>> begin Task data

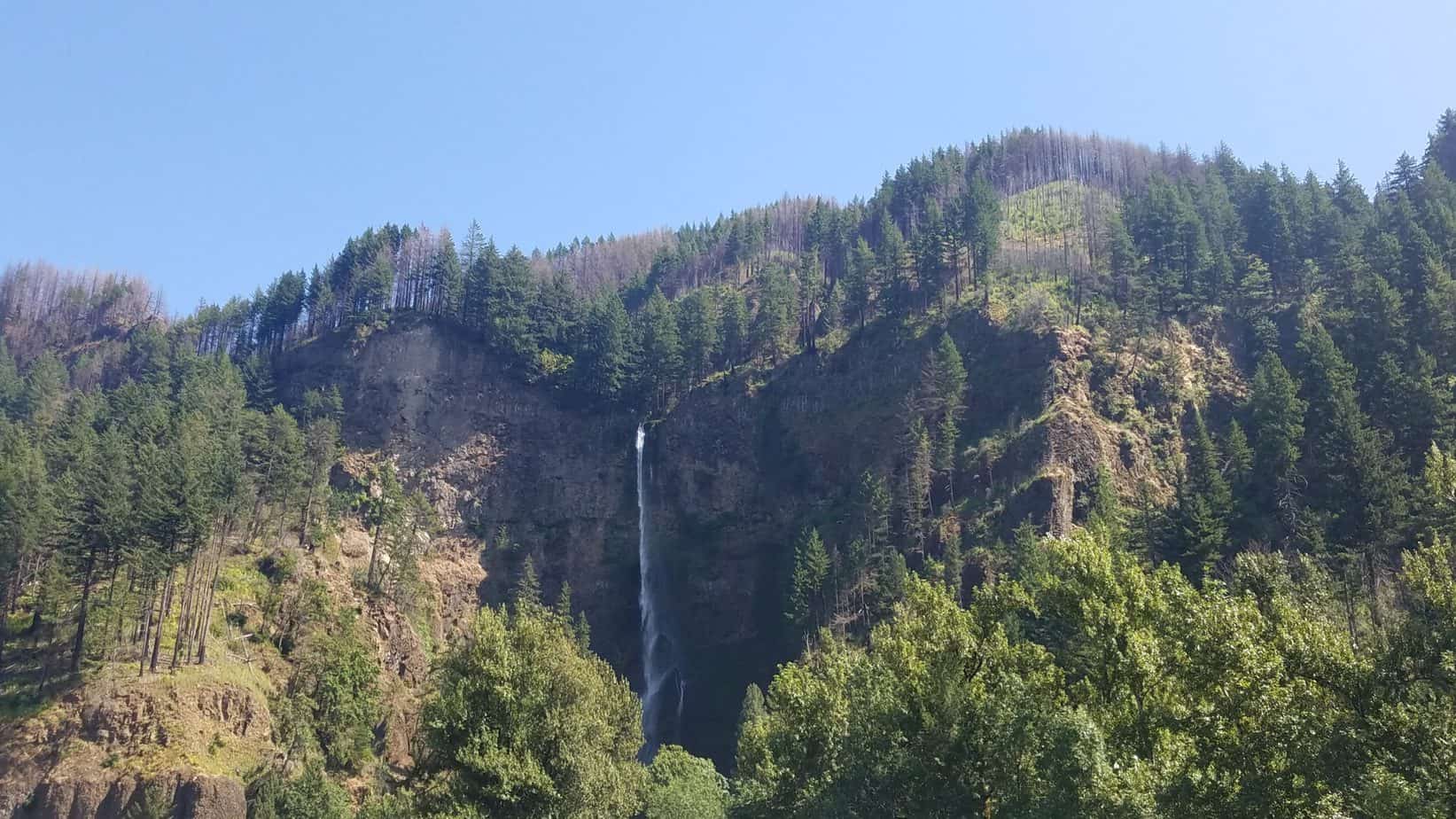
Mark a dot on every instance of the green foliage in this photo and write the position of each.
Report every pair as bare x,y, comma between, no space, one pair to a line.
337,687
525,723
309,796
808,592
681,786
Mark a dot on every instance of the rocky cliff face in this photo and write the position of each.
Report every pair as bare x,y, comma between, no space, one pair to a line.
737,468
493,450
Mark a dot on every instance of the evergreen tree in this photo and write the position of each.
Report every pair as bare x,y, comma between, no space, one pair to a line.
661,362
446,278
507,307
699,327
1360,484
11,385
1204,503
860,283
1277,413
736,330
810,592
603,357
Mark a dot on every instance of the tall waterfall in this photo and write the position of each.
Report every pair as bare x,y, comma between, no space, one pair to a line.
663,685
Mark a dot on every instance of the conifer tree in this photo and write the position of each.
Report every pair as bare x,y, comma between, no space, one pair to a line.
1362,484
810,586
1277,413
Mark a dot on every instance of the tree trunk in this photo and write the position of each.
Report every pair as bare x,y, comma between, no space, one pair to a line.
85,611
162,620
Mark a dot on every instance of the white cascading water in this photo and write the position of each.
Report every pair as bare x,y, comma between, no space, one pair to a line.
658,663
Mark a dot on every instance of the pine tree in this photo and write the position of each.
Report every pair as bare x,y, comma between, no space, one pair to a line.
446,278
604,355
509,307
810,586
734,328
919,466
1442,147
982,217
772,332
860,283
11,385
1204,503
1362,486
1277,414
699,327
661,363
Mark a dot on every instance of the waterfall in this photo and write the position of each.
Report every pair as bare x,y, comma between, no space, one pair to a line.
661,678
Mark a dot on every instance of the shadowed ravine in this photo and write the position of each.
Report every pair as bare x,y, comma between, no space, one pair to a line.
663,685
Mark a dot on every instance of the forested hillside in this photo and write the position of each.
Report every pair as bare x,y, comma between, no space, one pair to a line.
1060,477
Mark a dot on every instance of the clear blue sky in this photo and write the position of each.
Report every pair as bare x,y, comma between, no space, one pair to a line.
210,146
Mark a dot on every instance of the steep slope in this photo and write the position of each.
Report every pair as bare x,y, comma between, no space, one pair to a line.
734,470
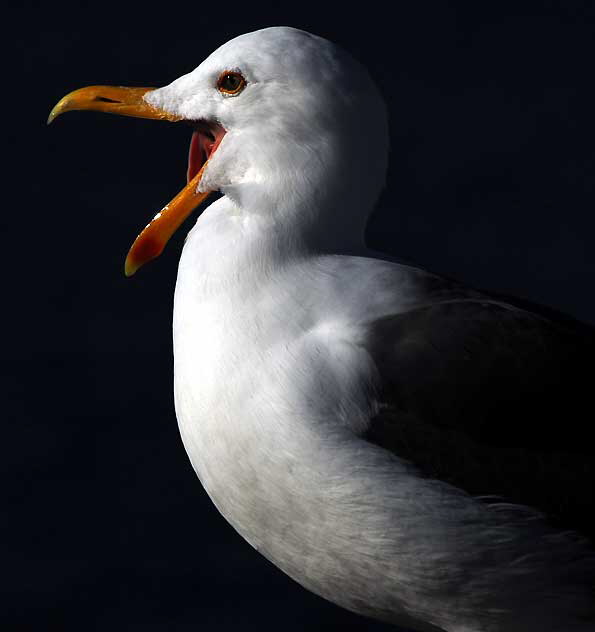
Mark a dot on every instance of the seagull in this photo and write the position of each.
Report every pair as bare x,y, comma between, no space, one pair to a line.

>> end Task data

Problem to work on »
Restate the records word for word, omitting images.

Answer for this exercise »
Mark a dot on every instance of the green foliage in this photo and write the position of each.
Report every pair as bare x,y, comma between, no space, one pair to a line.
337,687
525,723
309,796
808,592
681,786
Mark a dot on every instance of the rocky cliff face in this photo and write the position of each.
Report every pair as bare x,y, comma between, no space, one pair to a line.
737,468
493,450
Mark a dot on every instance of the evergreen tree in this photo and write the position of each.
Report every pair as bare x,y, comma between, no space, one pair to a line.
661,362
446,278
507,307
699,327
1360,484
11,385
1204,503
860,283
1277,413
736,330
810,592
603,357
Mark a dot on every instance of the tall waterfall in this photo and write the position of each.
Report every pair as bare x,y, comma between, no space, one pair to a line.
663,685
Mark a dot on every instance of the conifer tree in this photo and write the position of each.
Report every pair as bare x,y, comma between, no space, one pair to a line.
1362,484
810,586
1277,413
Mark a dot on every instance of the tree trunk in this photo and write the position of each.
Report every pair as bare x,y, comma between, no space, one pair to a line.
85,611
162,620
Mark a dot on every instance of the white cascading water in this photo and write the position of each.
Report every pair as bare x,y, comma between, no space, one pair to a line.
658,663
Mark a dot on every instance of the pine tree in this photo and write the position of each.
Report every pair as bare x,y, comma between, no space, one pair to a line.
446,278
604,355
509,307
810,586
734,328
919,466
1442,147
982,217
772,332
860,283
11,385
1204,503
1362,486
1277,414
699,327
661,363
Mark a dot on every instance of the waterfall in this photo and write the position of each.
Report every pair as bare x,y, comma between, no space, one pair to a line.
661,678
Mark a dot on every instance of the shadowed ravine in this photo and write the position of each.
Report every pair as bare x,y, comma between, no space, one pair to a line.
663,685
Mark a dot on every instance of the forested hillside in this photo and write the position of each.
Report every pair as bare x,y, comma between, no space, one pair to a line.
1060,477
Mark a dot on every instance of the clear blue sky in this photo and write the position of each.
Report every pair as bare x,y, comma between, no space, one pair to a line.
210,146
Mark a dot on every instance of the steep slope in this photo and write the position of each.
Report every pair as bare x,y, comma between, no space, one pair to a line.
734,470
Mark a dot on every instance of the seagull in this photo and write the position of each.
Report every pair as bare x,y, comma between, no space, one pair to a line.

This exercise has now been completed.